(Beginning of Selected excerpt)
Using PyVista in Jupyter#

PyVista is designed to be used in Jupyter notebooks. This section of the tutorial will walk you through the basics of using PyVista in Jupyter notebooks and will be a reference guide for you when configuring PyVista to work in Jupyter.

PyVista's Jupyter backend

Trame Jupyter Backend for PyVista#

PyVista has the ability to display fully featured plots within a Jupyter environment using Trame. We provide mechanisms to pair PyVista and Trame so that PyVista plotters can be used in a web context with both server and client-side rendering.

The server-side rendering mode of the Trame backend works by streaming the current render window to a canvas within Jupyter and then passing any user actions from the canvas back to the VTK render window (this is done under the hood by the vtkRemoteView in trame-vtk.

For example, both sections of code will display an interactive canvas within Jupyter:

import pyvista as pv
sphere = pv.Sphere()

# short example
sphere.plot(jupyter_backend='trame')

# long example
plotter = pv.Plotter(notebook=True)
plotter.add_mesh(sphere)
plotter.show(jupyter_backend='trame')

For convenience, you can enable trame with (this is the default):

import pyvista as pv
pv.set_jupyter_backend('trame')

Trame Jupyter Modes#

The PyVista Trame jupyter backend provides three modes of operation (technically as three separate backend choices):

  • 'trame': Uses a view that can switch between client- and server-rendering modes.

  • 'server': Uses a view that is purely server-rendering.

  • 'client': Uses a view that is purely client-rendering (generally safe without a virtual frame buffer)

You can choose your backend either by using set_jupyter_backend() or passing jupyter_backend on the show() call.

import pyvista as pv
pv.set_jupyter_backend('client')

pv.Cone().plot()
import pyvista as pv
pv.set_jupyter_backend('trame')

pl = pv.Plotter()
pl.add_mesh(pv.Cone())
pl.show(jupyter_backend='client')

Installation#

Using pip, you can set up your jupyter environment with:

pip install 'jupyterlab>=3' ipywidgets 'pyvista[all,trame]'

Jupyter-Server-Proxy#

When using PyVista in Jupyter that is hosted remotely (docker, cloud JupyterHub, or otherwise), you will need to pair the Trame backend with jupyter-server-proxy.
(End of Selected excerpt)
Task to carry out: Carry on with the guide to using PyVista in Jupyter from the point where it stops. The material that follows comes from a different source.
(Beginning of Supplied data)
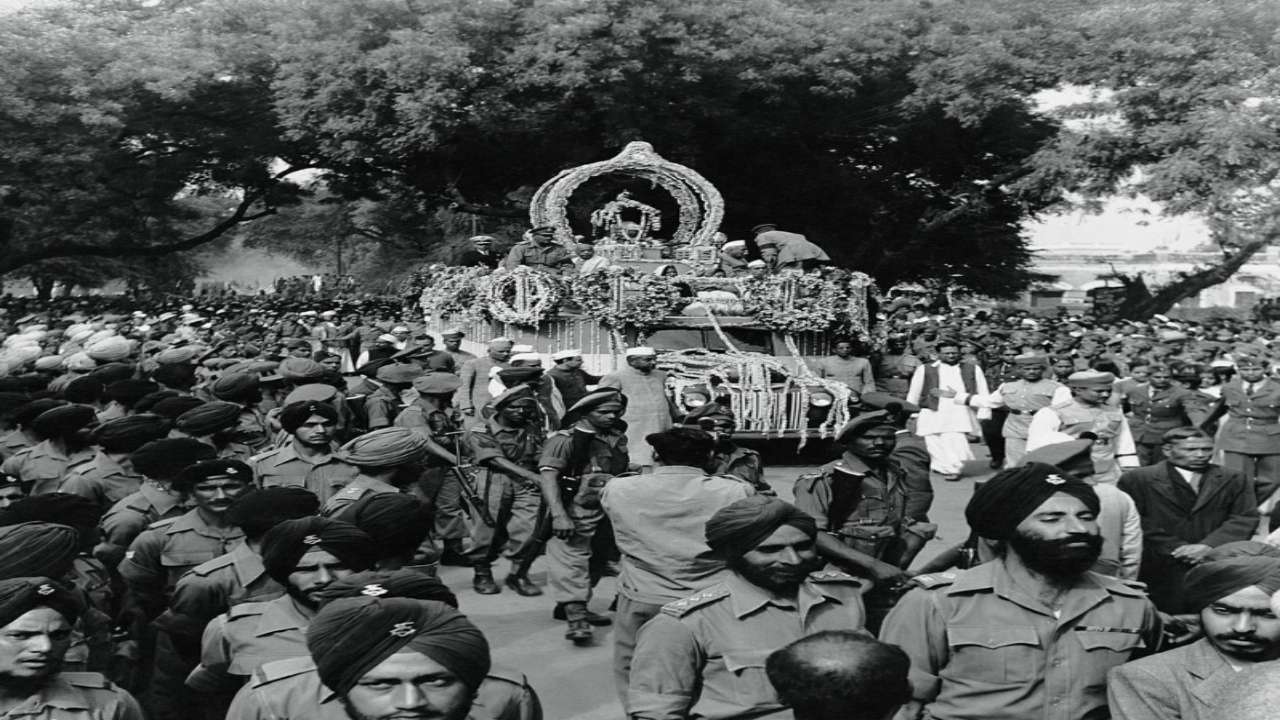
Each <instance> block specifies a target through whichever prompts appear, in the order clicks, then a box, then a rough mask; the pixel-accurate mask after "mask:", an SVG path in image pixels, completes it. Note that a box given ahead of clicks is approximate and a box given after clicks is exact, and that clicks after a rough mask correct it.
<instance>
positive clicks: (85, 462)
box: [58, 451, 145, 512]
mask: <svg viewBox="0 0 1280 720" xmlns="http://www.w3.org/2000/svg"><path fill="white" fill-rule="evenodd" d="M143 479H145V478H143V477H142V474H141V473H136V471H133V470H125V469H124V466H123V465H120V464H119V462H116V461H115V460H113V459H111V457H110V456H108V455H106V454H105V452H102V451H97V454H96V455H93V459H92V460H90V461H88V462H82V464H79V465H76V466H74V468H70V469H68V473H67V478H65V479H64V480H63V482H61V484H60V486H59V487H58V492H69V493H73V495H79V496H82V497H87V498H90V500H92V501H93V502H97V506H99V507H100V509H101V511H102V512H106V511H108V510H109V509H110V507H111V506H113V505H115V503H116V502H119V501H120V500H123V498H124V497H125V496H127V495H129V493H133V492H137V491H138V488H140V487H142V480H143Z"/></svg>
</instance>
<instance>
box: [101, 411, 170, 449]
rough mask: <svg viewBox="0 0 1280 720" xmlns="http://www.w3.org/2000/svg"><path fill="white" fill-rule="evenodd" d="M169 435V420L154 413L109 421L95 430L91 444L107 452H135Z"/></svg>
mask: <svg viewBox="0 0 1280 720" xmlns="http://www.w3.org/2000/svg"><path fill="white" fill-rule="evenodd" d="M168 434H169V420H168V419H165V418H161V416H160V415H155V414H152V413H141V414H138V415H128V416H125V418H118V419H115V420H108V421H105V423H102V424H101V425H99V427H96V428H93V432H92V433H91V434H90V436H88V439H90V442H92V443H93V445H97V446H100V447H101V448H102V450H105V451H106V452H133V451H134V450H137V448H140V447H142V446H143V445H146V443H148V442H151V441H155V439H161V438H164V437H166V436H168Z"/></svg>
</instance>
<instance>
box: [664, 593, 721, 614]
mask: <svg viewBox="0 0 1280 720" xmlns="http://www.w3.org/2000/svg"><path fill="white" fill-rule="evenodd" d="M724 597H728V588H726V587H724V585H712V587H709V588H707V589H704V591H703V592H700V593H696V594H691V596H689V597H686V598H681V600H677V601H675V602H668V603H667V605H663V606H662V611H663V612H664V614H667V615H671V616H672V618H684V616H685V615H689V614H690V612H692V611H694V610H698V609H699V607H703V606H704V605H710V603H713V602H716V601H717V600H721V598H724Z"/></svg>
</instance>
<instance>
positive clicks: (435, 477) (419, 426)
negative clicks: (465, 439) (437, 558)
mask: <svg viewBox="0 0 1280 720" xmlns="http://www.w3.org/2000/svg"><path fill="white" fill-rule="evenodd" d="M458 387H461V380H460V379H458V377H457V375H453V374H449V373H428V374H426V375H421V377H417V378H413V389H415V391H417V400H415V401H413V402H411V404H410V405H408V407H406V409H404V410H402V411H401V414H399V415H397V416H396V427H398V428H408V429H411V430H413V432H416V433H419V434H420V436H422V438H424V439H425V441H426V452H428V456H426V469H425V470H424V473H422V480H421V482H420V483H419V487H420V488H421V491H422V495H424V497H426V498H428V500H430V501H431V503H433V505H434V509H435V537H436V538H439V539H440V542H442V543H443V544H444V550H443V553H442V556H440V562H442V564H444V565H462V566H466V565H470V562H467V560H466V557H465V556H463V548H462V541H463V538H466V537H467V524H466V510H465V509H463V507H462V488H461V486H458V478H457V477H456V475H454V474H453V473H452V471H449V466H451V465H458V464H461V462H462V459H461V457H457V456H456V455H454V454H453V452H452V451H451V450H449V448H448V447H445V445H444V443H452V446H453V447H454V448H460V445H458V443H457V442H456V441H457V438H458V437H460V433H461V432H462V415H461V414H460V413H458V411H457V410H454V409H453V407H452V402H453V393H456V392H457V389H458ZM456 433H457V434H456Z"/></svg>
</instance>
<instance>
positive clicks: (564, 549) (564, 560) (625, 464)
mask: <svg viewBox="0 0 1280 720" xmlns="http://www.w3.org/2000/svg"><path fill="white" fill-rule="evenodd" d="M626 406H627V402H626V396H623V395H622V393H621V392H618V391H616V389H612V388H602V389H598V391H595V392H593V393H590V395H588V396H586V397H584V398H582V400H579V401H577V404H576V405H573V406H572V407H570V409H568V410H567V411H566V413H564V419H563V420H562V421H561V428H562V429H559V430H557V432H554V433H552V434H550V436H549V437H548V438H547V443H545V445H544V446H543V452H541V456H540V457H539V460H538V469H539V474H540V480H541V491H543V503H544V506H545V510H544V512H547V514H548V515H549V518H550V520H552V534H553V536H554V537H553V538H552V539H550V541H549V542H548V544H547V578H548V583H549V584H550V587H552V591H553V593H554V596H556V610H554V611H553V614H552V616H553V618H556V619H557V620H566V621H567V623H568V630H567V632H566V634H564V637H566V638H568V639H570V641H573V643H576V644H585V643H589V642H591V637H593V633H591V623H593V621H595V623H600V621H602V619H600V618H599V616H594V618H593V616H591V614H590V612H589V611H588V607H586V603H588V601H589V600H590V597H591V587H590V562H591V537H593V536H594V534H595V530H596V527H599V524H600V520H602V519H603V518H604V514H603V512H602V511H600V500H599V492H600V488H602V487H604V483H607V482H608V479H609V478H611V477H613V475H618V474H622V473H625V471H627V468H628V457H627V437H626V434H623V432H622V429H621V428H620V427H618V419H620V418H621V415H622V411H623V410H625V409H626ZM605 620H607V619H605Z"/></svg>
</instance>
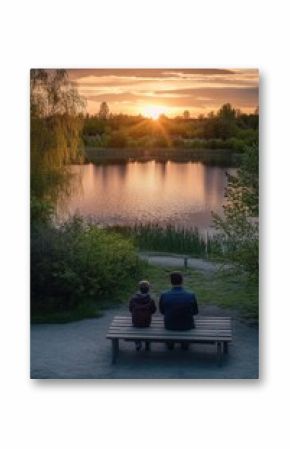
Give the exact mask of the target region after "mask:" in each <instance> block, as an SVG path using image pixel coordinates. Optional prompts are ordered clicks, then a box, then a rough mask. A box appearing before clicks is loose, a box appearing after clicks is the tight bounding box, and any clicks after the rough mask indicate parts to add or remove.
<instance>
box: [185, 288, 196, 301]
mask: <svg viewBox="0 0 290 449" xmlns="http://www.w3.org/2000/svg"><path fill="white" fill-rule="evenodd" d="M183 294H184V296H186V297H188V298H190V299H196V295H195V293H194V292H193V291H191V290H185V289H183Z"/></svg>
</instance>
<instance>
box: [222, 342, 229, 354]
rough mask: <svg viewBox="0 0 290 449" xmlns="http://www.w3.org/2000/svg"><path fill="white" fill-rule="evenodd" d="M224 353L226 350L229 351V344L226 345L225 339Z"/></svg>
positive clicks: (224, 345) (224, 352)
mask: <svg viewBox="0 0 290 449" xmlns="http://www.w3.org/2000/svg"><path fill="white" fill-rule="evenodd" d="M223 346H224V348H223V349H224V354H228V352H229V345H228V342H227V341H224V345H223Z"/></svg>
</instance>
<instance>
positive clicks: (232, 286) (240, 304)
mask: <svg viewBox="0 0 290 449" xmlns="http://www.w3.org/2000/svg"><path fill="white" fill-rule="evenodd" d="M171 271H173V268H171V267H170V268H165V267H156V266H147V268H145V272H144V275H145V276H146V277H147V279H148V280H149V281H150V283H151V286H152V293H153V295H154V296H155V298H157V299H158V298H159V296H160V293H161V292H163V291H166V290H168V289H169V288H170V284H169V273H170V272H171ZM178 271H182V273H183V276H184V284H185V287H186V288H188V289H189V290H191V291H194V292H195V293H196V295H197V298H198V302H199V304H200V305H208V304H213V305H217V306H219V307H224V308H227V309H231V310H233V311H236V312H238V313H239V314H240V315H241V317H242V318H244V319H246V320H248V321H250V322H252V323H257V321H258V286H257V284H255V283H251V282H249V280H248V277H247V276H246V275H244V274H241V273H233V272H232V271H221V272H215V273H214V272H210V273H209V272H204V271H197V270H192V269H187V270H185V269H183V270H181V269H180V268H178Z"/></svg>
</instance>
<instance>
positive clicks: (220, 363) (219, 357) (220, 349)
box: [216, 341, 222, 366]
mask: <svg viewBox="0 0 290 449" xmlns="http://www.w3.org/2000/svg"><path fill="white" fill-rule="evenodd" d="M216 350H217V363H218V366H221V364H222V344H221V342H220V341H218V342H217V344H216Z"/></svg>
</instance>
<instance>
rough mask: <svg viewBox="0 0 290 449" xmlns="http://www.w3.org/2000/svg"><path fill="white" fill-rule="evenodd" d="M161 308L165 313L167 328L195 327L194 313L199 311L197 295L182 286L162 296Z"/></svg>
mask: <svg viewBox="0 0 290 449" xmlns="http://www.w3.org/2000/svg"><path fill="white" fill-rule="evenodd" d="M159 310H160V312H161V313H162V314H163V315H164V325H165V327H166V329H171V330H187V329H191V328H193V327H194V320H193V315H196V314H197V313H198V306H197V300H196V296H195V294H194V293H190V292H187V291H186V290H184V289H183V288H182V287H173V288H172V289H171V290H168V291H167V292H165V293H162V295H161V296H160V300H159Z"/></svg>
(End of Supplied data)
(Beginning of Supplied data)
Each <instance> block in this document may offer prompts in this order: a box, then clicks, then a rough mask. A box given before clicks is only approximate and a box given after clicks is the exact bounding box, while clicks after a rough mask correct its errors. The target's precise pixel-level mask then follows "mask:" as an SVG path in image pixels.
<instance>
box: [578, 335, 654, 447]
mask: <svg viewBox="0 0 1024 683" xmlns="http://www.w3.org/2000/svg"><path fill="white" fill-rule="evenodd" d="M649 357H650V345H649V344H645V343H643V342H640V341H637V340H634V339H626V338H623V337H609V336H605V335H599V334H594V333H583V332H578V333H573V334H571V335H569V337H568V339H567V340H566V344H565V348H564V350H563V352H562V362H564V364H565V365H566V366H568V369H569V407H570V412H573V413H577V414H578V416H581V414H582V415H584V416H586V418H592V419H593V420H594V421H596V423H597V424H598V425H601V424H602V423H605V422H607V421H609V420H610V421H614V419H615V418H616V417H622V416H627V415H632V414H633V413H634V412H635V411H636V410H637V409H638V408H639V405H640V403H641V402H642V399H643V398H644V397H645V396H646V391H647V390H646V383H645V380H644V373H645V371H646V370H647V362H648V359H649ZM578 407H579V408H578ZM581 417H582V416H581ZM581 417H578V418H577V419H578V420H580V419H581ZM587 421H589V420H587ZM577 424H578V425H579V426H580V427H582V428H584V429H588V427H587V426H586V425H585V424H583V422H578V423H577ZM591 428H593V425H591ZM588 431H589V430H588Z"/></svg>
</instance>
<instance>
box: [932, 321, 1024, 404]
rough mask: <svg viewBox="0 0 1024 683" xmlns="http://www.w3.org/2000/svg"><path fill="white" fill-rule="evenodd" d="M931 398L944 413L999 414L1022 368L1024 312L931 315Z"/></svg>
(End of Supplied data)
(Beginning of Supplied data)
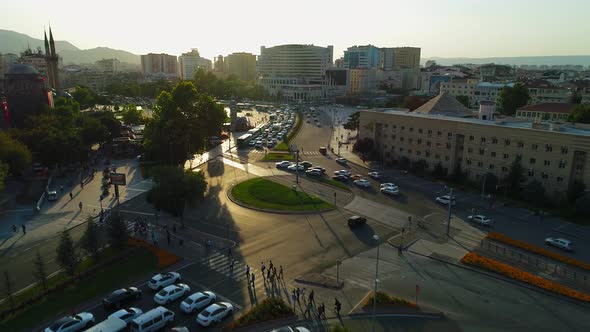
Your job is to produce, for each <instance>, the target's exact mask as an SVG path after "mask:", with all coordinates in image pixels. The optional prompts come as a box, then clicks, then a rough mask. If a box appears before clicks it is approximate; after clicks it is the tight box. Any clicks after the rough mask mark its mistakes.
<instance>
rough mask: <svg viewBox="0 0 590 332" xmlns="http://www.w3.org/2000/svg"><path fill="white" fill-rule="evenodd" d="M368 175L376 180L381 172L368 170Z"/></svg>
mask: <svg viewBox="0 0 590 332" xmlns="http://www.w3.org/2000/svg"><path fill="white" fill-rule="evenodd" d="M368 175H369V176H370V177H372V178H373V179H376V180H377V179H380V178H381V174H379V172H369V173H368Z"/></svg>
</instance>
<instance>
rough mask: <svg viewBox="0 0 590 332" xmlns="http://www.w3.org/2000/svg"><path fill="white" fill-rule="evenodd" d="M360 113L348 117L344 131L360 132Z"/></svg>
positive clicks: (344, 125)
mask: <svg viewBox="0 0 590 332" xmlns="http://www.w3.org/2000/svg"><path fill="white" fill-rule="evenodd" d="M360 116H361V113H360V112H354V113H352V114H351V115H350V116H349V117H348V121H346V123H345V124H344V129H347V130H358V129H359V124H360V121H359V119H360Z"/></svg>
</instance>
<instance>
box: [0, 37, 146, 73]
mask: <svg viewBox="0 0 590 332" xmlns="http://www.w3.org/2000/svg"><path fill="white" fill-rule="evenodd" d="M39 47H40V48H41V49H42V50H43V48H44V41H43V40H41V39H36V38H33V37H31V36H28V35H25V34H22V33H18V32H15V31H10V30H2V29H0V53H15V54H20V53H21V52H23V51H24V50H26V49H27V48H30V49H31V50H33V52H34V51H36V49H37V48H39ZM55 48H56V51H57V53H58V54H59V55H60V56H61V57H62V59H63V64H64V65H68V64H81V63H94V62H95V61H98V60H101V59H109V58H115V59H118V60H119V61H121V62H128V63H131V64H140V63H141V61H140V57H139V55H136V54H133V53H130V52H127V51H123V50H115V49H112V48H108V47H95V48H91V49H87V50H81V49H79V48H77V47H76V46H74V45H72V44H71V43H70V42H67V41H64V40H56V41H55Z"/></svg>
(End of Supplied data)
Your response:
Jupyter Server Proxy lets you access the Trame server hosting the views of the PyVista plotters alongside your notebook, and provide authenticated web access to them directly through Jupyter.

Note

In a future version of wslink (the driving mechanism behind Trame’s server), we plan to add support such that the server can communicate via the Jupyter Comms to avoid the need for a secondary web server and thus jupyter-server-proxy.

To configure PyVista and Trame to work with jupyter-server-proxy in a remote environment, you will need to set some options on the global PyVista theme:

  • pyvista.global_theme.trame.server_proxy_enabled

  • pyvista.global_theme.trame.server_proxy_prefix

The default for server_proxy_prefix is '/proxy/' and this should be sufficient for most remote Jupyter environment and use within Docker.

This can also be set with an environment variable:

export PYVISTA_TRAME_SERVER_PROXY_PREFIX='/proxy/'

The prefix will need to be modified for JupyterHub deployments.

On MyBinder, the JUPYTERHUB_SERVICE_PREFIX string often needs to prefix '/proxy/'. This makes it so the prefix includes the users ID in the URL. In PyVista, we automatically check for the presence of this variable and prepend it to the server_proxy_prefix.